* BEGIN PAGE EXCERPT *
Along with an effort to identify so-called double voters, the party had also performed a computer crosscheck of voting records from 2004 with a list of felons, turning up several hundred possible violators. The assertions of fraud were turned over to the United States attorney's office for investigation.

Ms. Prude's path to jail began after she attended a Democratic rally in Milwaukee featuring the Rev. Al Sharpton in late 2004. Along with hundreds of others, she marched to City Hall and registered to vote. Soon after, she sent in an absentee ballot.

Four years earlier, though, Ms. Prude had been convicted of trying to cash a counterfeit county government check worth $1,254. She was placed on six years' probation.

Ms. Prude said she believed that she was permitted to vote because she was not in jail or on parole, she testified in court. Told by her probation officer that she could not vote, she said she immediately called City Hall to rescind her vote, a step she was told was not necessary.

"I made a big mistake, like I said, and I truly apologize for it," Ms. Prude said during her trial in 2005. That vote, though, resulted in a felony conviction and sent her to jail for violating probation.
* END PAGE EXCERPT *
GIVEN PROBLEM 1:
Write out the part of the news excerpt about Ms. Prude's vote that runs between "Four years earlier, though, Ms." and "was not necessary.", inclusive, with every word unchanged.
* BEGIN EXTRACTED ENTRIES *
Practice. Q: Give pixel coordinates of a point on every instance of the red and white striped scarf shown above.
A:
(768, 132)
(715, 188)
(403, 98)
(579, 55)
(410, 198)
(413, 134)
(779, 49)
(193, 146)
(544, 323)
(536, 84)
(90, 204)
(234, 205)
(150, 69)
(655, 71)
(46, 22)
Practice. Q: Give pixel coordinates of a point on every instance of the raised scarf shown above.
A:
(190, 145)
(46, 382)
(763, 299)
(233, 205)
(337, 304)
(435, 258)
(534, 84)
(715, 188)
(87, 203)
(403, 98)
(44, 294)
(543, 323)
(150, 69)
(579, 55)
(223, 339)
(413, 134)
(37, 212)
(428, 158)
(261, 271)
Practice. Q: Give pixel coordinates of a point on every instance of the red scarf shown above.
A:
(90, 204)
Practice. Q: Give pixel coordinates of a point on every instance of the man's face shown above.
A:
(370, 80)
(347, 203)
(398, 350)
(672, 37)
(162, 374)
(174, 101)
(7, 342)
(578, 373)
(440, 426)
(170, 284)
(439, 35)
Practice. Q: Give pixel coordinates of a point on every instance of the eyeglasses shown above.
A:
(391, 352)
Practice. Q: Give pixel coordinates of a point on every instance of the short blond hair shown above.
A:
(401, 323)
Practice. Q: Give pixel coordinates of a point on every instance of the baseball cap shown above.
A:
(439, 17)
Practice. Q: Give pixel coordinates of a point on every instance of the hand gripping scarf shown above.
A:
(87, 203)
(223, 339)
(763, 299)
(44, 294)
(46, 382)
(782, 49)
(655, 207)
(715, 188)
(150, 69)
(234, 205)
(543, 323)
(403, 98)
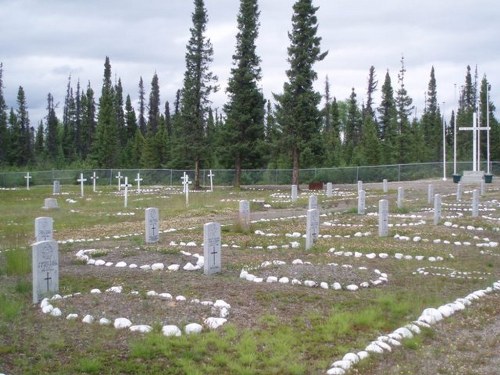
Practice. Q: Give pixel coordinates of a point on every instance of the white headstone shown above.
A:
* END EXTRACTED ENTRIES *
GIVEN PROBLEM 2:
Report each line of the listing that contains the word "scarf", treating uppercase and lowercase letters as different.

COMPLETE RESPONSE 1:
Four years earlier, though, Ms. Prude had been convicted of trying to cash a counterfeit county government check worth $1,254. She was placed on six years' probation.

Ms. Prude said she believed that she was permitted to vote because she was not in jail or on parole, she testified in court. Told by her probation officer that she could not vote, she said she immediately called City Hall to rescind her vote, a step she was told was not necessary.

COMPLETE RESPONSE 2:
Practice. Q: Give pixel coordinates of a point on every instance of the red and white striped scarf shown above.
Practice. Q: Give pixel coordinates of a point on every instance of the raised scarf shown above.
Practice. Q: Give pixel coordinates of a point on every instance of the red scarf shown above.
Practice. Q: Give pixel coordinates of a point on every instance of the hand gripping scarf shown above.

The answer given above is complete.